◆ TAREA PENDIENTE A ◆
Según el texto sobre la expedición, ¿cuántos días duró en total la expedición?
◆ TAREA PENDIENTE B ◆
Reescriba el pasaje del texto sobre la expedición que va de "En total, la" a "de su aventura.", ambos incluidos, cambiando "cascabeles" por "silbatos".
◆ TAREA PENDIENTE C ◆
Prosiga el texto sobre la expedición a partir de su última oración.

En total, la expedición tuvo una duración de 25 días. Las condiciones climáticas fueron adversas, usaban raquetas, cuerdas, y cascabeles para espantar osos. “Pasamos una tormenta que duró seis días, por lo que debimos extender el viaje. Nos tocó a los 4.500 metros, en el campo 4, y tuvimos que resguardarnos y dormir en una cueva de nieve”, destaca como parte de su aventura.
Fiel a su estilo, plantó la bandera en la cima con otros tres escaladores porque el equipo completo no lo logró. “Llegamos fuertes con Rafa, pero muy cansados. La temperatura fue criminal, -32 grados. Pero veníamos adaptados de otros días”.
Otra parada
Si la ida fue complicada, la vuelta fue demencial. Por las reprogramaciones de vuelos, llegó a aterrizar en Pakistán -vía Malasia, parada incómoda e ilógica-. En total se subió a casi 17 aviones. Todo valió la pena para él: “Hice un trekking por toda la zona del Baltoro, los glaciares más grandes del mundo ubicados en la cordillera del Karakórum. Lo más bello que ví”.
Luego, se trasladó a otro gigante de Asia, el Monte Broad Peak, de 8.051 metros de altura. Lo hizo a su manera, en el sentido contrario de los demás. “Mientras todos bajaban por la tormenta, yo subía. Aproveché y usé el contexto para aclimatarme”.

◆ EXTRACTO DEL LISTADO ◆
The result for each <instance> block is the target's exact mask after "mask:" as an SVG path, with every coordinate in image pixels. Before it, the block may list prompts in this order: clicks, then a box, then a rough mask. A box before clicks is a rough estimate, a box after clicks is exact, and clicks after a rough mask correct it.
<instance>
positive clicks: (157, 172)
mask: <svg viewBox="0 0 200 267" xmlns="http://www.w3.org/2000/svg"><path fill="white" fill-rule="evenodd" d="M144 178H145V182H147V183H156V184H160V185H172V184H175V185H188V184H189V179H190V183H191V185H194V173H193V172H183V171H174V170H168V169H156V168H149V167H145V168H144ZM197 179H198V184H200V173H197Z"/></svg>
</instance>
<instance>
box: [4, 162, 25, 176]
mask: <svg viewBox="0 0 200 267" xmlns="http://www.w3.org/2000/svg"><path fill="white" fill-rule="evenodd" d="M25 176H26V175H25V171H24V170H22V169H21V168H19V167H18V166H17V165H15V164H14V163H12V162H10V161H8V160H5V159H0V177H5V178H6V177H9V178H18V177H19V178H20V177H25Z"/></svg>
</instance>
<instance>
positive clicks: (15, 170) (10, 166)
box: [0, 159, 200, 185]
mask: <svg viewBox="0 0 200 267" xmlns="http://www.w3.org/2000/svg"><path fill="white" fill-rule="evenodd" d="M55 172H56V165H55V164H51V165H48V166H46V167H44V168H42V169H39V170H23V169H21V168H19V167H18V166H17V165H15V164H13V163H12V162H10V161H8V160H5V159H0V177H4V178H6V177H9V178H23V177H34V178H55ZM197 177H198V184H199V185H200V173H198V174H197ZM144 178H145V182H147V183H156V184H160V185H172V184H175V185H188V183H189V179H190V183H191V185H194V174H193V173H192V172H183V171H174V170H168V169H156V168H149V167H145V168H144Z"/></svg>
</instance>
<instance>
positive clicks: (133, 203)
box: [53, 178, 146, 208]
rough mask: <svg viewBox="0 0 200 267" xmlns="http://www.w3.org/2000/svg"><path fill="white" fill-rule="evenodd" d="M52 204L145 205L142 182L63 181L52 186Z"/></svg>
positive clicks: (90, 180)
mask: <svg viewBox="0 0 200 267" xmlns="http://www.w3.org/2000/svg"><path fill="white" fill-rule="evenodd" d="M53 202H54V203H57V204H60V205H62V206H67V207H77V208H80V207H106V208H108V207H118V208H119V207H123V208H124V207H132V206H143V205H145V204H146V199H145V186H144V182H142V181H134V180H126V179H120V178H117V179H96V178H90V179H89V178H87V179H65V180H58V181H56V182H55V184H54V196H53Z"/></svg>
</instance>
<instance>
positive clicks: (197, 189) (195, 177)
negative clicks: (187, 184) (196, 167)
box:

◆ RESPUESTA ESCRITA A ◆
25 días.

◆ RESPUESTA ESCRITA B ◆
En total, la expedición tuvo una duración de 25 días. Las condiciones climáticas fueron adversas, usaban raquetas, cuerdas, y silbatos para espantar osos. “Pasamos una tormenta que duró seis días, por lo que debimos extender el viaje. Nos tocó a los 4.500 metros, en el campo 4, y tuvimos que resguardarnos y dormir en una cueva de nieve”, destaca como parte de su aventura.

◆ RESPUESTA ESCRITA C ◆
Ignacio disfruta de lo que otros temen, la fuerza del viento. Esta vez no pudo tocar la cima como hubiera querido, aunque eso no le quita mérito.
La primera vez en la montaña
Ignacio es el menor de dos hermanos. Viene de una familia de intelectuales, ambos padres se especializaron en filosofía: su padre es doctor y su madre profesora. Por criarse en Mendoza, la montaña siempre estuvo cerca. Pero fue su hermana quien, por casualidad, le mostró el camino, “A los 13 años la acompañe a una travesía por el cerro de Bella Vista. Recuerdo la sensación vívidamente, esa primera vez me despertó una pasión que descubrí muchos años después. En ese momento jamás imaginé que lo haría de manera profesional”.
La vida siguió, se anotó en la universidad para hacer el profesorado de letras. Y explorar las montañas fue su hobby. Hasta que decidió hacerlo como modo de vida. En estos años lleva más de 15 países recorridos.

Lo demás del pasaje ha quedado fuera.